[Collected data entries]
* * * *

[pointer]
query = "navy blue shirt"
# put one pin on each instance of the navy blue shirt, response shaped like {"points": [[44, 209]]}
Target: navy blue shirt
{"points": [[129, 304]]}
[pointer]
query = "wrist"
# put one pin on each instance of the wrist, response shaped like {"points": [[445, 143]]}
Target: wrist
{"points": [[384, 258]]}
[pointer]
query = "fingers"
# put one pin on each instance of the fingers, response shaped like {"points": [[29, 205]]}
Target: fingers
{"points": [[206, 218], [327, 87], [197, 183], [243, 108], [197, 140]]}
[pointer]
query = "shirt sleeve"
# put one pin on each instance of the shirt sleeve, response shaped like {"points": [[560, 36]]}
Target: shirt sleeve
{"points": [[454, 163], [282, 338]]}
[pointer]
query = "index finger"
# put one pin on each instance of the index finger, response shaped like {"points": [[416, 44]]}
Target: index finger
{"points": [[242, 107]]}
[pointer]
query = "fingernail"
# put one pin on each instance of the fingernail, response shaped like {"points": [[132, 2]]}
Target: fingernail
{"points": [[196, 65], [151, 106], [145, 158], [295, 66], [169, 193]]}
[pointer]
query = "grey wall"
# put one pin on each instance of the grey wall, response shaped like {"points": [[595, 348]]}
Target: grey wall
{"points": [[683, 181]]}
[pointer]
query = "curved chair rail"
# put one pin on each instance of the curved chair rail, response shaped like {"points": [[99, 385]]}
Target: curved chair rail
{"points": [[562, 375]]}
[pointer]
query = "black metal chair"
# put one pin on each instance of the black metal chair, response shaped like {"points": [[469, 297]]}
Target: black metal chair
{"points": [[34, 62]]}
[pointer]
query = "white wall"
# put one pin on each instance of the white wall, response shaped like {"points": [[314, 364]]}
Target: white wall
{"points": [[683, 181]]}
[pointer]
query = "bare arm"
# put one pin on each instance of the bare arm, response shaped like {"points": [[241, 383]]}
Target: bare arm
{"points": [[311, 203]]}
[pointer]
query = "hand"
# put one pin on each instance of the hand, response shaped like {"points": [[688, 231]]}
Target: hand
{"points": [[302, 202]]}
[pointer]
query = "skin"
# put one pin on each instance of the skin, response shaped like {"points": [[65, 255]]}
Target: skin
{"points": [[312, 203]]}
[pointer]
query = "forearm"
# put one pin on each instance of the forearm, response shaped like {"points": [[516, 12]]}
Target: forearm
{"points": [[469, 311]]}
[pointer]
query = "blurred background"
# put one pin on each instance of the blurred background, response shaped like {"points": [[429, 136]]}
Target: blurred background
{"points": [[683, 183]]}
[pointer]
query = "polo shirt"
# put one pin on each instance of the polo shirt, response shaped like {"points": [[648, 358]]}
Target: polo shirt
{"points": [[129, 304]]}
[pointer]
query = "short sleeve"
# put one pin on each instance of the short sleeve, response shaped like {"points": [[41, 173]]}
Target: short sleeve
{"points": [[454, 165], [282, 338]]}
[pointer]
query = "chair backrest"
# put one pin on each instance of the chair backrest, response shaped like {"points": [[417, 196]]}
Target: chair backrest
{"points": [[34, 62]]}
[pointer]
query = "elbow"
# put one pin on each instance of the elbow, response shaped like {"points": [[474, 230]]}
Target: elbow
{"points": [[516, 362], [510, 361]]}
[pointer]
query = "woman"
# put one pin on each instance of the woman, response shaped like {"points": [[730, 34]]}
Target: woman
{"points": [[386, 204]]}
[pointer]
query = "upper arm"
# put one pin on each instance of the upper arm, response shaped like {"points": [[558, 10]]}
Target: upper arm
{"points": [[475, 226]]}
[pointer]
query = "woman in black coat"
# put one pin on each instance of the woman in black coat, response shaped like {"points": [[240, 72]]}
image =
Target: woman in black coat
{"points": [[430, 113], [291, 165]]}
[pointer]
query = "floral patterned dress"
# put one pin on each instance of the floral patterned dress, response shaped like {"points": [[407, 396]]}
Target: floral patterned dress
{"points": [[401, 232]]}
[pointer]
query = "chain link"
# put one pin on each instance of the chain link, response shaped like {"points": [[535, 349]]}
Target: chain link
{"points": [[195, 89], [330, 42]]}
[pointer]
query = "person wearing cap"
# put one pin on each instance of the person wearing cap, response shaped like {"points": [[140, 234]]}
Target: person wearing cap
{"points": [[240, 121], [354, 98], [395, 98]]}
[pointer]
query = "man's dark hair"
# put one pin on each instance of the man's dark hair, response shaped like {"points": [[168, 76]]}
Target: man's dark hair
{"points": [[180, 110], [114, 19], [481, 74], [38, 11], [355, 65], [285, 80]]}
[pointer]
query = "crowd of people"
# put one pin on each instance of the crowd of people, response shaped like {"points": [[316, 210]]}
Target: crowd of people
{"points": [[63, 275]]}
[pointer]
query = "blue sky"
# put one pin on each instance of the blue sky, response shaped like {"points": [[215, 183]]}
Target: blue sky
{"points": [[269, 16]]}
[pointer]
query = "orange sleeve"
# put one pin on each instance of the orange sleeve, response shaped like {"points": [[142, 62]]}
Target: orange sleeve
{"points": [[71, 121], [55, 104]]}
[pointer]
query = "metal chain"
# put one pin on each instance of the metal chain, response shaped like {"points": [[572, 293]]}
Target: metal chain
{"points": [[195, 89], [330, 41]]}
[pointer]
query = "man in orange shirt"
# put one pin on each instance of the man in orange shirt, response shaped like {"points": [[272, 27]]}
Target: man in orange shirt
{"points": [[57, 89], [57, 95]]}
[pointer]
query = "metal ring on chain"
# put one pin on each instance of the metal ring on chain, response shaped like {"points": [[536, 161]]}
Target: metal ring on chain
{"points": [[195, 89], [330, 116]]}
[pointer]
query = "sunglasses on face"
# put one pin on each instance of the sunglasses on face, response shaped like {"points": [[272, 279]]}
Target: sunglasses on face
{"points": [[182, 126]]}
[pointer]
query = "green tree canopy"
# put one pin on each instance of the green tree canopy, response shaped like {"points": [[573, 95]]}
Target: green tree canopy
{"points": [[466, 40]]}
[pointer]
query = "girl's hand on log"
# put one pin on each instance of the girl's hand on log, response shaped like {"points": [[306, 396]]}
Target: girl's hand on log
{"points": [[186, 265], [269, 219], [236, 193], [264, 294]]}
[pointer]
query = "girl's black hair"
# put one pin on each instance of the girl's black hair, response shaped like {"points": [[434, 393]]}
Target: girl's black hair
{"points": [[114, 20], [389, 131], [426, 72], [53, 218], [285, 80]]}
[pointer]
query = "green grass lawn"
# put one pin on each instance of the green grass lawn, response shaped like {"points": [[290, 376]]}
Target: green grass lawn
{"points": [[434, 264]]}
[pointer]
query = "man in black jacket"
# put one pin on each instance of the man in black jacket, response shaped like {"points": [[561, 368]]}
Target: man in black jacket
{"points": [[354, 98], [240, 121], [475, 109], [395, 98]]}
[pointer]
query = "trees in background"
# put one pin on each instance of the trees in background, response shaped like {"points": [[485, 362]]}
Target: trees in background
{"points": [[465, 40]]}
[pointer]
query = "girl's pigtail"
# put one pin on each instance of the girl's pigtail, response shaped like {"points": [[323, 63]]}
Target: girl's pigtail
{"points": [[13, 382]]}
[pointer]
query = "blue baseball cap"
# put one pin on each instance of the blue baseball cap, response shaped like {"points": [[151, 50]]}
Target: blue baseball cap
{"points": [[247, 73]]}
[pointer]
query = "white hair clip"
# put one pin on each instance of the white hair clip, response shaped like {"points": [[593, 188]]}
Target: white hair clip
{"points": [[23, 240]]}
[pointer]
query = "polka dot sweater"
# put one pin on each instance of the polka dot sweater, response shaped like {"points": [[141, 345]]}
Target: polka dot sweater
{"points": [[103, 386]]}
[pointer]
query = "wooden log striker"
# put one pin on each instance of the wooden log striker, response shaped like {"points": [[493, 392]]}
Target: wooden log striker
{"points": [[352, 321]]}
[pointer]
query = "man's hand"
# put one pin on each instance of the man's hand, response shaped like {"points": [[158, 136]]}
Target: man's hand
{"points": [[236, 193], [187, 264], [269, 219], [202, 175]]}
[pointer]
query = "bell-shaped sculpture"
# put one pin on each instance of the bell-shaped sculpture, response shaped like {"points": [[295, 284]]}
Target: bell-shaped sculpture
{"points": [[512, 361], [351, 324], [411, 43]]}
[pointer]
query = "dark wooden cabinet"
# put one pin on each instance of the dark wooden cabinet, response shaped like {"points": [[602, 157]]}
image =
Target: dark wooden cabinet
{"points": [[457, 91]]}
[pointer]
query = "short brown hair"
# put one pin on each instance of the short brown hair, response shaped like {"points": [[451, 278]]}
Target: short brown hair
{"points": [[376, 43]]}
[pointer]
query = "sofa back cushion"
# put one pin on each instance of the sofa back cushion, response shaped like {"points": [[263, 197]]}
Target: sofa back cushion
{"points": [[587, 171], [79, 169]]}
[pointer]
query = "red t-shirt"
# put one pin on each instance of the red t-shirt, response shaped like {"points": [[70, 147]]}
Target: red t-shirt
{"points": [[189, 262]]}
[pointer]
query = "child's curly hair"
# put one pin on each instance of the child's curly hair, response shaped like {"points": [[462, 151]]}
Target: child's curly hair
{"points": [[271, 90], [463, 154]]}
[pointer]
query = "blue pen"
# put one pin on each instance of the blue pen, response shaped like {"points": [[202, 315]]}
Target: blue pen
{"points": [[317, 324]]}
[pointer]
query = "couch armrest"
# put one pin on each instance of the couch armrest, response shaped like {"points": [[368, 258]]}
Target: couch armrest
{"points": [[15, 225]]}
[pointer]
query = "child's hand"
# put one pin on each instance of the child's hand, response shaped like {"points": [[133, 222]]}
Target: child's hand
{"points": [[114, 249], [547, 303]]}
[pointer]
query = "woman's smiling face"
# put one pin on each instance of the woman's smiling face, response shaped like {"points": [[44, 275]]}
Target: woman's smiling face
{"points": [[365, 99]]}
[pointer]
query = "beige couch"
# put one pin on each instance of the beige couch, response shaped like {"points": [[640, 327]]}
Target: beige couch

* * * *

• **REQUIRED TASK**
Count the lines in the material above that contain the string "grass", treating uppercase and lowercase as different, and reply with that number alone.

• **EXERCISE SOLUTION**
3